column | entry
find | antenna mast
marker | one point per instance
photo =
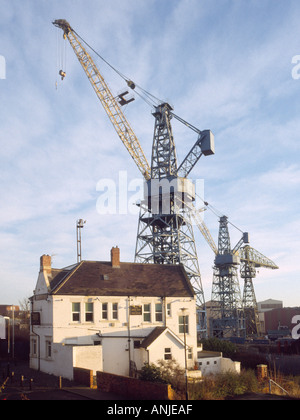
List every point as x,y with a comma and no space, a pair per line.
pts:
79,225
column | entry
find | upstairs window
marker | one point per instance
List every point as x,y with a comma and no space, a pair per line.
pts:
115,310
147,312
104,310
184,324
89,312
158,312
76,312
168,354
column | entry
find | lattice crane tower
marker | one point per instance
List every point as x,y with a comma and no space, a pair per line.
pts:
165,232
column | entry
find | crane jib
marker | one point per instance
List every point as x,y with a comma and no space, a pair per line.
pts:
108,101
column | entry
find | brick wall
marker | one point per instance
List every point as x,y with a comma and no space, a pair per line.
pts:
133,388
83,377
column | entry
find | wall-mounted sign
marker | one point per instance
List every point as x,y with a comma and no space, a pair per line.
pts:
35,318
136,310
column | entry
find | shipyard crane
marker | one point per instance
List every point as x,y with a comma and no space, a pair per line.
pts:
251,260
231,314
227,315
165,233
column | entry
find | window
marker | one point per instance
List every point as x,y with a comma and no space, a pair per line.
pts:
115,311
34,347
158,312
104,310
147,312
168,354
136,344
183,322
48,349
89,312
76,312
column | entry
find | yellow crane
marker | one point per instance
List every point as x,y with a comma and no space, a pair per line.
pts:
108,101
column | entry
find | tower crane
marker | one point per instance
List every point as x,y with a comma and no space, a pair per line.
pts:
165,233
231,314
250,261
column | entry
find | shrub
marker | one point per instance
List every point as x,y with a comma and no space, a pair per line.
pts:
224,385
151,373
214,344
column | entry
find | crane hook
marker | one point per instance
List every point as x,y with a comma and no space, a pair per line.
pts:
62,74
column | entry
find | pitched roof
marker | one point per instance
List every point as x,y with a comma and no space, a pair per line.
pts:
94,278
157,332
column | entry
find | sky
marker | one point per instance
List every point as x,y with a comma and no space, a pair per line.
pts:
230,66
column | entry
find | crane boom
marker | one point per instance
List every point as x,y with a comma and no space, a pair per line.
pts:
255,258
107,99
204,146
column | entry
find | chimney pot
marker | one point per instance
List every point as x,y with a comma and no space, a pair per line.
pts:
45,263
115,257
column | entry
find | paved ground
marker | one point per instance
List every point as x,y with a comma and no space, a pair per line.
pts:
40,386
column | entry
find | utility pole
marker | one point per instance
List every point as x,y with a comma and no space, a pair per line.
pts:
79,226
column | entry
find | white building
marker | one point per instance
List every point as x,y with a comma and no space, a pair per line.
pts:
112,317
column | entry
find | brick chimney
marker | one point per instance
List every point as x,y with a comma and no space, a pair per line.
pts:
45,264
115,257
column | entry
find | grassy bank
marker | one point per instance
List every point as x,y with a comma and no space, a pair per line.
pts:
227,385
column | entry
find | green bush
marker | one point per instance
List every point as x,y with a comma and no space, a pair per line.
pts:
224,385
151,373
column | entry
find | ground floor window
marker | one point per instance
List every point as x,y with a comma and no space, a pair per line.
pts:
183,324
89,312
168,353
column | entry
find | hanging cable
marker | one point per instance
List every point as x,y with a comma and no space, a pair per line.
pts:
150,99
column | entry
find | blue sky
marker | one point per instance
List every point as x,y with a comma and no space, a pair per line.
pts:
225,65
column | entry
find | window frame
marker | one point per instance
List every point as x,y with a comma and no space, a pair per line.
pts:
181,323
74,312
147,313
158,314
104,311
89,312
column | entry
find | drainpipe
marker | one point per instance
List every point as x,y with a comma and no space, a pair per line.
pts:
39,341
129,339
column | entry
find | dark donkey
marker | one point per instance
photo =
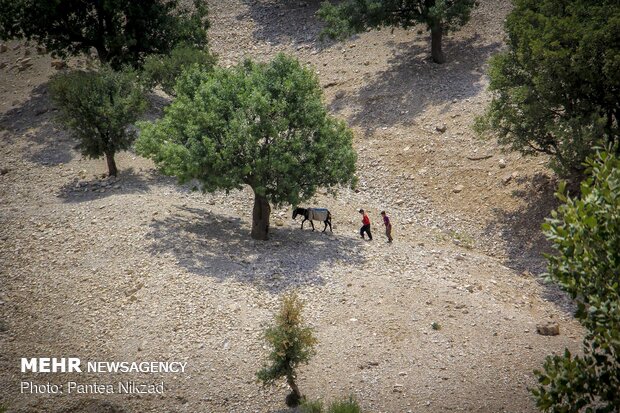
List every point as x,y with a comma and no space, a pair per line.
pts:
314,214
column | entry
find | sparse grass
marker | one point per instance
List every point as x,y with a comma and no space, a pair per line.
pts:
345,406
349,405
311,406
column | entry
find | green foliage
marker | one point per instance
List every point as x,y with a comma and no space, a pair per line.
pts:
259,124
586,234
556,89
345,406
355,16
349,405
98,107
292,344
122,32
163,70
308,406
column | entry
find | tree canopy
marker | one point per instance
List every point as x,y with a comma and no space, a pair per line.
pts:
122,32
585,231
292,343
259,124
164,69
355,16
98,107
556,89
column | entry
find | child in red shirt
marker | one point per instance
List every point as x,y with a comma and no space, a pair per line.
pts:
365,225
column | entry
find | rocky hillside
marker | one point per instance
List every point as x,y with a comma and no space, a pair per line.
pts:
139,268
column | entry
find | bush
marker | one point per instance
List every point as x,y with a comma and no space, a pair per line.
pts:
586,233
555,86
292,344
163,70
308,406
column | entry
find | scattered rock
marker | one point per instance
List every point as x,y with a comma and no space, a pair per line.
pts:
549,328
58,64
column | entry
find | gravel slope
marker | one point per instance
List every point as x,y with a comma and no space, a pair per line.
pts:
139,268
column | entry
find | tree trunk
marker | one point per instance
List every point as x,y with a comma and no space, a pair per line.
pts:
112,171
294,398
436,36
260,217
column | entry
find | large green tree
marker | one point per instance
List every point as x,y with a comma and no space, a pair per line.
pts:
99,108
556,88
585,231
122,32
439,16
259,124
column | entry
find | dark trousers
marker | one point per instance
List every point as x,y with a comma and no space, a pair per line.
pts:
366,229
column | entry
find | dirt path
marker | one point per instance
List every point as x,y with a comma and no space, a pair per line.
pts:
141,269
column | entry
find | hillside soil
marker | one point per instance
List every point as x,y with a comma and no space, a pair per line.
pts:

#### TASK REQUIREMENTS
Can you collect every line of the data above that contains the string "crane"? Case counts.

#### RESULT OF THIS TASK
find | lattice crane tower
find | crane jib
find | shipyard crane
find | yellow crane
find | tower crane
find | crane hook
find | crane boom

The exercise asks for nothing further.